### Document ###

What was the first car you bought, and how old were you?
“When I was 14, I found a 1940 Ford convertible. Lumpy Rutherford had driven one just like it on Leave It to Beaver and I had fallen in love with it. I paid $25 for it.”
Growing up, what was on your “got-to-have” bucket list of cars?
“Since about 10, the carrot dangling in front of me was a 289 Shelby Cobra. I always told myself that if I ever made it in life, I’d own one of them. It took me until 2001, but I found a 1965 model in California that I could buy. I’m proud that it had 40,000 miles on it when I got it and has 80,000 now. I can’t wait until it turns 100,000. It’s been in most of the states. A grizzly bear in Alaska tore back the (convertible) top and stole some Fig Newtons from behind the driver’s seat. That was a big story, and people still ask me if that’s the same car the bear broke into. It’s amazing how people remember that from (July of) 2018.”
After you got the Cobra, what was next on your list?

### Supplied data ###

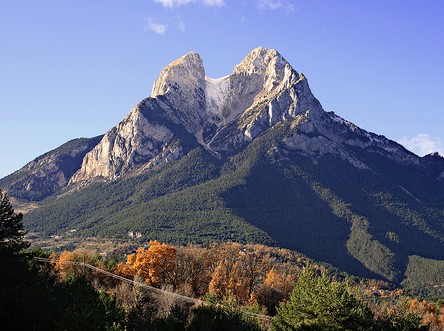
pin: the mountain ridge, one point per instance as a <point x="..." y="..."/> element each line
<point x="253" y="156"/>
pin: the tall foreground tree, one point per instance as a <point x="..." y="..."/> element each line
<point x="11" y="227"/>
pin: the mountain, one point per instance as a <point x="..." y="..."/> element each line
<point x="253" y="157"/>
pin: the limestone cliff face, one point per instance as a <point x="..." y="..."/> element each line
<point x="225" y="114"/>
<point x="132" y="143"/>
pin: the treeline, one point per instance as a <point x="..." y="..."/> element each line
<point x="233" y="278"/>
<point x="226" y="286"/>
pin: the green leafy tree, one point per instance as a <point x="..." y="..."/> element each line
<point x="317" y="303"/>
<point x="11" y="227"/>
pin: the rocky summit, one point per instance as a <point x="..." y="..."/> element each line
<point x="251" y="157"/>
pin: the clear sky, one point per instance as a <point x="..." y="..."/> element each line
<point x="75" y="68"/>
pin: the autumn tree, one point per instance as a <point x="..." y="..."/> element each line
<point x="154" y="265"/>
<point x="11" y="227"/>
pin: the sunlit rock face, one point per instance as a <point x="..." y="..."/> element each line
<point x="224" y="114"/>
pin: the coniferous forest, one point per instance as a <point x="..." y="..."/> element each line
<point x="220" y="286"/>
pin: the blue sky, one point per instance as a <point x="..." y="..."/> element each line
<point x="72" y="69"/>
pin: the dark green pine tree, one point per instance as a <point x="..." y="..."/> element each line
<point x="11" y="227"/>
<point x="317" y="303"/>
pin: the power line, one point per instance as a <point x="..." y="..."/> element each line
<point x="154" y="289"/>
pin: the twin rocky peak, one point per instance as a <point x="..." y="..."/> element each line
<point x="223" y="115"/>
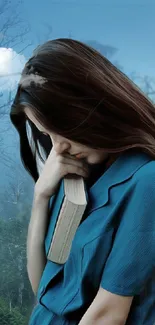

###

Actions to take:
1. Decide whether each statement agrees with the car interview: (a) the speaker paid $25 for the 1940 Ford convertible; (b) the Cobra had 80,000 miles on it when the speaker bought it; (c) a grizzly bear in Alaska took Fig Newtons from the Cobra. Answer each with yes or no and quote the deciding words.
2. Carry the car interview forward from its last line.

Responses per task:
1.
(a) Yes: "I paid $25 for it."
(b) No: "it had 40,000 miles on it when I got it"
(c) Yes: "A grizzly bear in Alaska tore back the (convertible) top and stole some Fig Newtons from behind the driver’s seat."

2.
“I’d always had this fascination with Briggs Cunningham and his effort to win Le Mans with an American car with American drivers. (He did so, finishing first in class in 1952 and 1962). But to run at Le Mans back then a team had to homologate their cars for racing … (building) at least 25 street cars for public sale. I’d always dreamed of owning one of those 25. One day, while I was working with Dick Bauer, I found a Cunningham chassis listed for $4,500 in Hemmings Motor News. This was ’82 or ’83, and I remember telling Dick that if I had that kind of money, I’d buy that chassis. But back then, I didn’t.”
It took another—what?—how many years to get one?
“Fast-forward several decades to 2007 or 2008. I gave a speech about barn finds to the annual SCCA awards banquet in Spartanburg, South Carolina. Afterward, the guy beside me asked what would be my ultimate barn find? I said a Cobra, but I’d already found one and checked it off the list. He then asked what would be my second-best ultimate barn find … and man, what a great question that turned out to be. I said, ‘This may be crazy because there are only 25 in the world and they’re probably all owned by millionaires, but I’d love to find a Cunningham.’ And he said right away, ‘I know where there’s a Cunningham.’”
And the rest of the story is …?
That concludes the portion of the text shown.